* **WHAT THE TASK REQUIRES**: Word for word, transcribe all the entries shown below.

------------------------------

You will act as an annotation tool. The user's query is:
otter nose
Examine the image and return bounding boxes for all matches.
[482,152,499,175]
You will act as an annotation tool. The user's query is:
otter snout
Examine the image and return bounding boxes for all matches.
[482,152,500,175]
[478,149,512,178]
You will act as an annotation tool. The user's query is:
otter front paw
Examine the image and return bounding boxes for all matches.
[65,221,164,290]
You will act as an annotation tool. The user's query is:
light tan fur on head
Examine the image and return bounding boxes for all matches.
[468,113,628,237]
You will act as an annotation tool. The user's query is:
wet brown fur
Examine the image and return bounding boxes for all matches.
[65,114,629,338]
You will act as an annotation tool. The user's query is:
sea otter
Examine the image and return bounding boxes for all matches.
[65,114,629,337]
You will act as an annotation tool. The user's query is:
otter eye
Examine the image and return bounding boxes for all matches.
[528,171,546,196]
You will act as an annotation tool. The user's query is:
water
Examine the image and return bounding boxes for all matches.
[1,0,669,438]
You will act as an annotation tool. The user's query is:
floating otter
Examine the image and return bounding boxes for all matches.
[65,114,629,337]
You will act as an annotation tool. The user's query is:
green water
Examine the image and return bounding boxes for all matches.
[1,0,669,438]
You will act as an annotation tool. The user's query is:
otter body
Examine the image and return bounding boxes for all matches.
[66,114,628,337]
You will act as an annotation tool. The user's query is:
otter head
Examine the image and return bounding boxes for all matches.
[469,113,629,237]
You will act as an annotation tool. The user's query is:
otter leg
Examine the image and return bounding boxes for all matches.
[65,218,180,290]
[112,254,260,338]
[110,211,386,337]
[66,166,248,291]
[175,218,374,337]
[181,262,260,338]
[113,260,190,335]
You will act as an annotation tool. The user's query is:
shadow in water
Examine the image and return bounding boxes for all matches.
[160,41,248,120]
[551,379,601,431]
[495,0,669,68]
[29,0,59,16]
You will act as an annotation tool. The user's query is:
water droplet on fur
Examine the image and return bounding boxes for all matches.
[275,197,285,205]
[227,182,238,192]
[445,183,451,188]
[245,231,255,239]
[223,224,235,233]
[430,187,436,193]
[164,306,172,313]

------------------------------

* **ANSWER SECTION**:
You will act as an annotation tool. The user's query is:
otter nose
Examine the image and return bounding boxes for all matches.
[482,152,499,175]
You will act as an annotation tool. The user's query is:
otter snout
Examine the image and return bounding boxes for all matches.
[482,152,500,175]
[478,149,512,178]
You will act as an annotation tool. The user's query is:
otter front paw
Examine the image and return bounding boxes for all matches.
[65,221,164,290]
You will act as an annotation tool. The user's query is:
light tan fur on head
Examine the image and return bounding boxes for all matches.
[468,113,628,237]
You will act as an annotation tool. The user's query is:
wet brown fur
Examine the image and return bounding boxes for all matches.
[65,114,629,338]
You will act as an annotation tool. The user's query is:
sea otter
Examine the image and return bounding boxes for all matches.
[65,114,629,337]
You will act as an annotation tool. The user's query is:
otter eye
Examine the image and return bounding boxes for all matches.
[528,171,546,196]
You will act as an annotation tool. The user's query is:
water
Examine the image and return bounding boxes for all matches.
[1,0,669,438]
You will act as an annotation tool. The user's query is:
floating otter
Examine the image and return bounding boxes for all matches.
[65,114,629,337]
You will act as an annotation tool. The user's query is:
green water
Examine the image and return bounding boxes for all matches.
[1,0,669,438]
You will act as an annotation tool. The user's query is:
otter body
Examine the image and return bounding boxes for all matches.
[66,114,628,337]
You will act as an annotation tool. The user's query is:
otter head
Examine the image and return bounding boxes for all matches.
[469,113,629,237]
You will act as an annotation tool. The user's query is:
otter leg
Examine the image and return bounding boxes for all matches.
[65,218,180,290]
[112,254,260,338]
[110,211,386,337]
[66,166,248,291]
[175,218,374,337]
[181,262,260,338]
[113,260,190,335]
You will act as an annotation tool. The user's query is:
shadow in water
Examine the image and return bounding boxes for all matches.
[160,41,248,120]
[551,379,601,431]
[495,0,669,68]
[29,0,59,16]
You will act as an annotation tool. The user's query is:
water droplet on fur
Examine the image and return bounding boxes for all matches.
[275,197,285,205]
[227,182,238,192]
[445,183,451,188]
[245,231,255,239]
[223,224,235,233]
[430,187,436,193]
[164,306,172,313]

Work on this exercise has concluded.